(Pointing dataset rows)
★ ★ ★

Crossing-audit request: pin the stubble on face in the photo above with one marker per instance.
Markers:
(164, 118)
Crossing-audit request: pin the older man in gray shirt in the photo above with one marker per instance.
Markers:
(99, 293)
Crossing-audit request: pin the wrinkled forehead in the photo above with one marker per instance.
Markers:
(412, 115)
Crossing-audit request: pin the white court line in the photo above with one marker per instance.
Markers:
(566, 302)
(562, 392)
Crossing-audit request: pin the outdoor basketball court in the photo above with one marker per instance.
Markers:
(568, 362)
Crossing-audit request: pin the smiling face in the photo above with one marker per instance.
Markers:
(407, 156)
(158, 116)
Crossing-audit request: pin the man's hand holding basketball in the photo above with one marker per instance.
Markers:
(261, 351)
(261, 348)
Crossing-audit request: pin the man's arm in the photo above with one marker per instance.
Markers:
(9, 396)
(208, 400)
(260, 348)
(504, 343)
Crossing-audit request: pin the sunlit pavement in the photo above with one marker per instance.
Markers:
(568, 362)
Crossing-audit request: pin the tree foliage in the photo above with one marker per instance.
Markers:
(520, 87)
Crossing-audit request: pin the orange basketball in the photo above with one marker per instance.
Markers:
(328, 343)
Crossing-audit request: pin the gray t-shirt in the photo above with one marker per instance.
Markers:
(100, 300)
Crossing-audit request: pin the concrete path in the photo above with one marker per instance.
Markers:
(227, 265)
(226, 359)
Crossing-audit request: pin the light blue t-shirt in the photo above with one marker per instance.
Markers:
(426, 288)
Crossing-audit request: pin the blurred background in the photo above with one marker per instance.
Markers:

★ ★ ★

> **What is asked**
Copy the rows word for word, from the line containing "Crossing-audit request: pin the light" through the final line of the rows.

> **Written solution**
Crossing-audit request: pin the light blue t-shirt in the photo above with one marker per instance.
Markers:
(426, 288)
Crossing-audit request: pin the blurred background in the photo above with one marker per instance.
Markers:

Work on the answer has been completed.